■ Page text
________________

By Public Citizen, a US public interest advocacy group

Download the pdf here.

On behalf of Public Citizen, a US public interest advocacy group, and its more than 500,000 members and supporters, we welcome the opportunity to comment on the Financial Stability Board’s (FSB’s) interim report, Supervisory and Regulatory Approaches to Climate-related Risks. Promoting coordinated and consistent global action on microprudential and macroprudential climate-related financial risks is critically important to maintaining financial system health and avoiding disproportionate impacts to vulnerable jurisdictions and communities.

We strongly support the FSB report’s overarching message that while supervisory and regulatory action in response to the unique features of climate risk is progressing, more remains to be done. We also agree with many of the more specific observations and recommendations, including the following: (1) climate change is a global concern that requires not only microprudential but also macroprudential responses; (2) several jurisdictions are showing a path to action — demonstrating the feasibility of important micro- and macroprudential responses, including those related to data, scenario analysis, concentration limits, capital requirements and systemic risk buffers, among

others — and other jurisdictions should follow suit; (3) risk management measures can disproportionately impact the most vulnerable; and (4) new measures are needed, particularly in response to evolving understandings of climate risk.

________________

■ Supplied material
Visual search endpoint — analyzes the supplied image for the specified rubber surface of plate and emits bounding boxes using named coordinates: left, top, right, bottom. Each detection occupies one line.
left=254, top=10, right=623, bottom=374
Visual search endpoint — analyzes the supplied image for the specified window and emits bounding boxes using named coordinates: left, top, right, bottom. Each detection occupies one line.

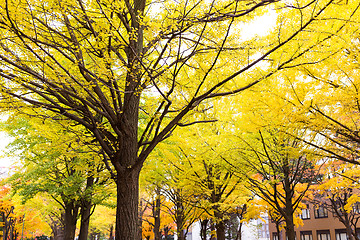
left=272, top=233, right=279, bottom=240
left=300, top=231, right=312, bottom=240
left=300, top=204, right=310, bottom=219
left=316, top=230, right=330, bottom=240
left=314, top=206, right=328, bottom=218
left=335, top=229, right=348, bottom=240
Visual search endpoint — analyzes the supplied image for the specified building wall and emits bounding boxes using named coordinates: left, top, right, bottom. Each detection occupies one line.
left=269, top=204, right=360, bottom=240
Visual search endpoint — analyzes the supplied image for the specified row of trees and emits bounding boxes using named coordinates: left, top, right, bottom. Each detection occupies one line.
left=0, top=0, right=359, bottom=240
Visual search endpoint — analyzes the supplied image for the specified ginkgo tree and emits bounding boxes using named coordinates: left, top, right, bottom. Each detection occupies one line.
left=4, top=112, right=113, bottom=240
left=0, top=0, right=357, bottom=240
left=313, top=160, right=360, bottom=240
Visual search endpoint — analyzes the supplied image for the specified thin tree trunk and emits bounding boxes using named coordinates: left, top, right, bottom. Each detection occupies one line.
left=78, top=201, right=92, bottom=240
left=214, top=208, right=225, bottom=240
left=200, top=219, right=209, bottom=240
left=109, top=224, right=114, bottom=240
left=64, top=202, right=79, bottom=240
left=215, top=220, right=225, bottom=240
left=153, top=194, right=161, bottom=240
left=78, top=176, right=94, bottom=240
left=210, top=220, right=216, bottom=240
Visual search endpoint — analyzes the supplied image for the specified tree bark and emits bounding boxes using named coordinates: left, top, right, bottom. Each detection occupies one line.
left=115, top=169, right=140, bottom=240
left=200, top=219, right=209, bottom=240
left=153, top=192, right=161, bottom=240
left=64, top=202, right=79, bottom=240
left=215, top=220, right=225, bottom=240
left=78, top=201, right=92, bottom=240
left=78, top=176, right=94, bottom=240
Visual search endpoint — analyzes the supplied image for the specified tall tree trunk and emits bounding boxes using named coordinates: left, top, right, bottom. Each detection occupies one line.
left=215, top=220, right=225, bottom=240
left=200, top=219, right=209, bottom=240
left=78, top=176, right=94, bottom=240
left=214, top=206, right=225, bottom=240
left=235, top=221, right=243, bottom=240
left=210, top=220, right=216, bottom=240
left=109, top=224, right=114, bottom=240
left=64, top=202, right=79, bottom=240
left=115, top=169, right=140, bottom=240
left=78, top=201, right=92, bottom=240
left=153, top=194, right=161, bottom=240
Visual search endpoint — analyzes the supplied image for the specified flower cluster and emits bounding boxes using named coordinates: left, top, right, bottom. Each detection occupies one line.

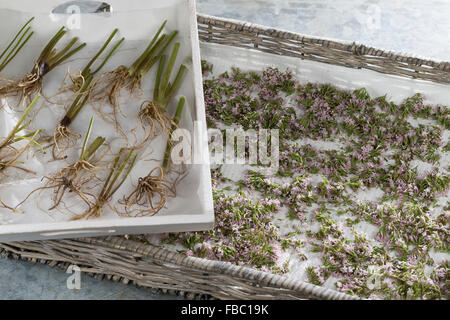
left=160, top=62, right=450, bottom=299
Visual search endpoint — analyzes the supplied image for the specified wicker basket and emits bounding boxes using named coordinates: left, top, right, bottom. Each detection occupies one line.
left=0, top=15, right=450, bottom=299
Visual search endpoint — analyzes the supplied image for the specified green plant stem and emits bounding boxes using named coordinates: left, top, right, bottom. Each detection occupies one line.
left=162, top=97, right=186, bottom=171
left=36, top=27, right=86, bottom=76
left=159, top=42, right=180, bottom=96
left=81, top=137, right=106, bottom=161
left=153, top=55, right=166, bottom=102
left=0, top=17, right=34, bottom=72
left=128, top=20, right=167, bottom=77
left=80, top=117, right=106, bottom=161
left=0, top=95, right=40, bottom=150
left=60, top=75, right=93, bottom=127
left=153, top=42, right=186, bottom=110
left=140, top=31, right=178, bottom=76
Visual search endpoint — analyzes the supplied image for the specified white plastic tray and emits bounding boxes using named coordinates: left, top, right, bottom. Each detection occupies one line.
left=0, top=0, right=214, bottom=242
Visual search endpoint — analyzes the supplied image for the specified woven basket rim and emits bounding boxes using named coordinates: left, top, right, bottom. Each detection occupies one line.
left=197, top=13, right=450, bottom=71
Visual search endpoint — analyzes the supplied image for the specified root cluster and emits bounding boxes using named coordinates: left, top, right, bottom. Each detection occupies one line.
left=0, top=64, right=44, bottom=103
left=52, top=124, right=80, bottom=160
left=119, top=167, right=176, bottom=217
left=16, top=161, right=96, bottom=210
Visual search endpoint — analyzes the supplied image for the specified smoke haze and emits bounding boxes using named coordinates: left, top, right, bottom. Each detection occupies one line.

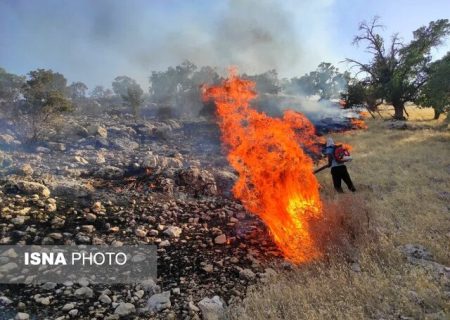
left=0, top=0, right=334, bottom=88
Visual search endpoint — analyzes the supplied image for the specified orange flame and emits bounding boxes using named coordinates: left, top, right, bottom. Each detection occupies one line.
left=203, top=70, right=322, bottom=263
left=350, top=118, right=367, bottom=129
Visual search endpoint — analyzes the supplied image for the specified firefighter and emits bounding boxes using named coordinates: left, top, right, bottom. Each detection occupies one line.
left=325, top=137, right=356, bottom=193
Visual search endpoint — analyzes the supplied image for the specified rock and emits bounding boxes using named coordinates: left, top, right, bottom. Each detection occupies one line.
left=0, top=296, right=13, bottom=306
left=114, top=302, right=136, bottom=317
left=20, top=163, right=34, bottom=176
left=98, top=294, right=112, bottom=304
left=176, top=167, right=217, bottom=195
left=50, top=216, right=66, bottom=229
left=45, top=203, right=57, bottom=212
left=95, top=153, right=106, bottom=164
left=113, top=138, right=139, bottom=153
left=188, top=301, right=200, bottom=312
left=147, top=291, right=172, bottom=312
left=41, top=282, right=56, bottom=290
left=214, top=234, right=227, bottom=244
left=0, top=151, right=14, bottom=168
left=61, top=302, right=75, bottom=311
left=134, top=290, right=145, bottom=299
left=239, top=269, right=256, bottom=280
left=163, top=226, right=183, bottom=238
left=49, top=179, right=95, bottom=198
left=69, top=309, right=78, bottom=317
left=87, top=125, right=108, bottom=138
left=75, top=232, right=91, bottom=244
left=0, top=262, right=18, bottom=274
left=36, top=147, right=52, bottom=153
left=134, top=228, right=147, bottom=238
left=74, top=156, right=89, bottom=164
left=140, top=279, right=161, bottom=295
left=402, top=244, right=433, bottom=260
left=350, top=262, right=361, bottom=272
left=159, top=240, right=170, bottom=248
left=203, top=264, right=214, bottom=273
left=172, top=288, right=181, bottom=295
left=11, top=216, right=25, bottom=226
left=94, top=166, right=124, bottom=179
left=5, top=180, right=50, bottom=198
left=213, top=170, right=238, bottom=196
left=74, top=287, right=94, bottom=298
left=14, top=312, right=30, bottom=320
left=0, top=134, right=16, bottom=145
left=48, top=142, right=66, bottom=151
left=84, top=212, right=97, bottom=222
left=39, top=297, right=50, bottom=306
left=81, top=224, right=95, bottom=233
left=198, top=296, right=225, bottom=320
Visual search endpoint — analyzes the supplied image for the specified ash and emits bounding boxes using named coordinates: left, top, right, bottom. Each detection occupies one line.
left=0, top=114, right=286, bottom=319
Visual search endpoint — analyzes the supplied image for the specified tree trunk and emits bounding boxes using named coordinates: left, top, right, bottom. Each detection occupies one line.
left=393, top=101, right=406, bottom=120
left=434, top=109, right=441, bottom=120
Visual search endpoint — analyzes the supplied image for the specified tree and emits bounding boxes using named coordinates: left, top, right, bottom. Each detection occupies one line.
left=21, top=69, right=72, bottom=140
left=69, top=82, right=88, bottom=101
left=341, top=79, right=383, bottom=117
left=346, top=17, right=450, bottom=120
left=0, top=68, right=25, bottom=102
left=243, top=69, right=281, bottom=94
left=122, top=83, right=144, bottom=118
left=287, top=62, right=350, bottom=100
left=418, top=52, right=450, bottom=119
left=112, top=76, right=137, bottom=97
left=0, top=68, right=25, bottom=115
left=149, top=60, right=197, bottom=104
left=112, top=76, right=144, bottom=118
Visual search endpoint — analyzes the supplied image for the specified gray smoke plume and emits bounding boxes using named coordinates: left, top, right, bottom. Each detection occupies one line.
left=0, top=0, right=336, bottom=89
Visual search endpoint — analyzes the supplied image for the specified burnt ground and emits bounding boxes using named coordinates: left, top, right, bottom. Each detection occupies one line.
left=0, top=114, right=287, bottom=319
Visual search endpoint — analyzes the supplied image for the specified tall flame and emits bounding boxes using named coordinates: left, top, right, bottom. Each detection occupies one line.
left=203, top=70, right=322, bottom=263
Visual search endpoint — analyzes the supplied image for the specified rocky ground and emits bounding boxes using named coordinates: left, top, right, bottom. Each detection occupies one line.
left=0, top=114, right=289, bottom=319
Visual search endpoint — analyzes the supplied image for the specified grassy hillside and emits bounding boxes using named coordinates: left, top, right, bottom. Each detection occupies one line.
left=232, top=107, right=450, bottom=320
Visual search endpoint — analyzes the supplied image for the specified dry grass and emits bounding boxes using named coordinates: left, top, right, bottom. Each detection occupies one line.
left=231, top=107, right=450, bottom=320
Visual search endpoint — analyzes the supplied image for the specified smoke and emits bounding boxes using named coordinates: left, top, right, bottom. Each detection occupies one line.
left=0, top=0, right=336, bottom=89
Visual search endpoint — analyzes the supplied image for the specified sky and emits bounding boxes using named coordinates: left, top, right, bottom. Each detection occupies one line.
left=0, top=0, right=450, bottom=89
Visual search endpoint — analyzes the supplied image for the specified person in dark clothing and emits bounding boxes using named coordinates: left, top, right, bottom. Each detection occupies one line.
left=325, top=138, right=356, bottom=193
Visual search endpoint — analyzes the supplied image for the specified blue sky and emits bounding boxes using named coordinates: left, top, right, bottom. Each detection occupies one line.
left=0, top=0, right=450, bottom=88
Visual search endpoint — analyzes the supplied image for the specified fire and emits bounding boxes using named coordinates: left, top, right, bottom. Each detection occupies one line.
left=350, top=118, right=367, bottom=129
left=203, top=70, right=322, bottom=263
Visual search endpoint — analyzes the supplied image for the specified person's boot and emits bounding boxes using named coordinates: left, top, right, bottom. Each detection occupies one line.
left=335, top=188, right=344, bottom=193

________________

■ Objectives
a. Which responses does the Public Citizen comment list as those that several jurisdictions are showing to be feasible?
b. Copy the Public Citizen comment word for word, everything from "On behalf of" down to "jurisdictions and communities.".
c. Can you carry the Public Citizen comment on the FSB climate-risk report forward from its final sentence?

■ Answers for this exercise
a.
- data
- scenario analysis
- concentration limits
- capital requirements
- systemic risk buffers

b.
On behalf of Public Citizen, a US public interest advocacy group, and its more than 500,000 members and supporters, we welcome the opportunity to comment on the Financial Stability Board’s (FSB’s) interim report, Supervisory and Regulatory Approaches to Climate-related Risks. Promoting coordinated and consistent global action on microprudential and macroprudential climate-related financial risks is critically important to maintaining financial system health and avoiding disproportionate impacts to vulnerable jurisdictions and communities.

c.
Nevertheless, the draft report could be strengthened in several important ways, including by: (1) clarifying that the call to action must be underpinned by a precautionary approach; (2) encouraging more robust testing of scenario analysis models; (3) recognizing that risks related to climate change are not only novel, but also materializing now and with significant impact to individual communities and the local financial entities that serve them; (4) acknowledging and addressing the reality that the root causes of this risk, including activities that facilitate greenhouse gas emissions, are continuing unabated through actions by financial entities to finance and underwrite those activities; and (5) recognizing that novel climate risk features, as well as increasing risks and impacts, point to a need to evolve regulators’ understanding of the financial system – including their understanding of interconnectedness, which entities are important to the financial system, systemic risk, and risk management measures.

 

The FSB report advances many useful observations and recommendations that should compel action by regulatory authorities, including in the US.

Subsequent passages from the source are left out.